PAGE EXCERPT:
Wearing tech on your face is all the rage these days, from Oculus and Vive to Google Daydream and Samsung VR. Each of the aforementioned devices offers its own level of entertainment and experiences, and so do the Vuzix iWear Headphones. The Vuzix iWear Headphones are a bit of a specialty product and certainly not for everyone but they do offer an interesting experience. Read on for our full Vuzix iWear Headphones review.
The Vuzix iWear Headphones have the following features and specifications:
3.7V 4,000 mAh rechargeable internal battery
Up to 6 hours hands-free (display off)
2 hours hands-free +display
1-hour hands-free + display + camera + high CPU loading
Twin one million color pixel HD displays (1280×720)
Floating display design for minimal face contact and maximum comfort
55o diagonal field of view in a 16:9 widescreen aspect ratio
24-bit true color (16 million colors)
2D and 3D video support (side-by-side, over-under, and frame packed)

GIVEN REQUEST A: In the Vuzix iWear Headphones review, translate this sentence into Spanish: "The Vuzix iWear Headphones are a bit of a specialty product and certainly not for everyone but they do offer an interesting experience."
GIVEN REQUEST B: Decide whether each statement agrees with the Vuzix iWear Headphones review, answering yes or no and quoting the deciding words: (i) The internal battery is rated at 4,000 mAh. (ii) With the display on, the headphones run up to 6 hours hands-free. (iii) The headphones support 3D video.

MATERIAL:
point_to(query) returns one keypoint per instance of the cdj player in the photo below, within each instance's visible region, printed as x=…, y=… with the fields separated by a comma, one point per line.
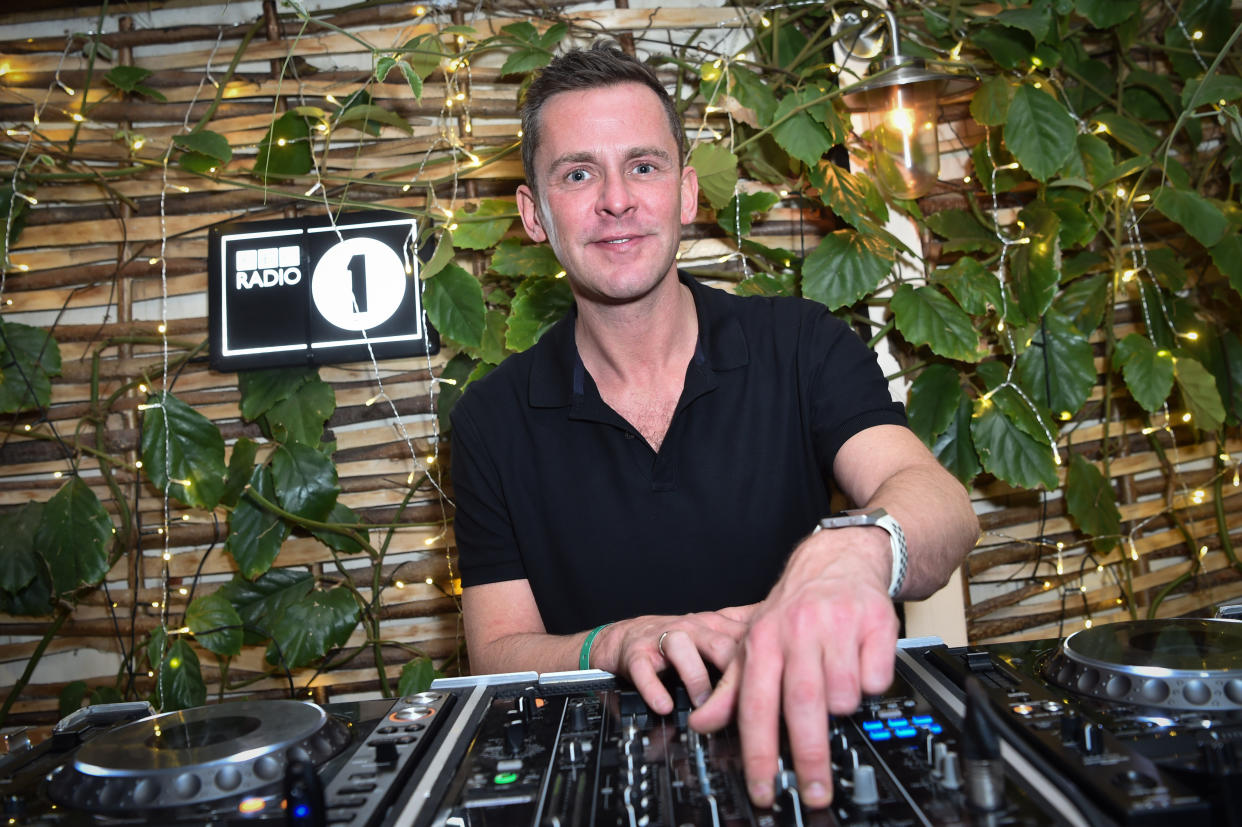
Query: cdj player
x=1125, y=724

FINAL RESULT A: Los Vuzix iWear Headphones son un producto algo especializado y, desde luego, no son para todo el mundo, pero sí ofrecen una experiencia interesante.

FINAL RESULT B:
(i) Yes: "3.7V 4,000 mAh rechargeable internal battery"
(ii) No: "2 hours hands-free +display"
(iii) Yes: "2D and 3D video support (side-by-side, over-under, and frame packed)"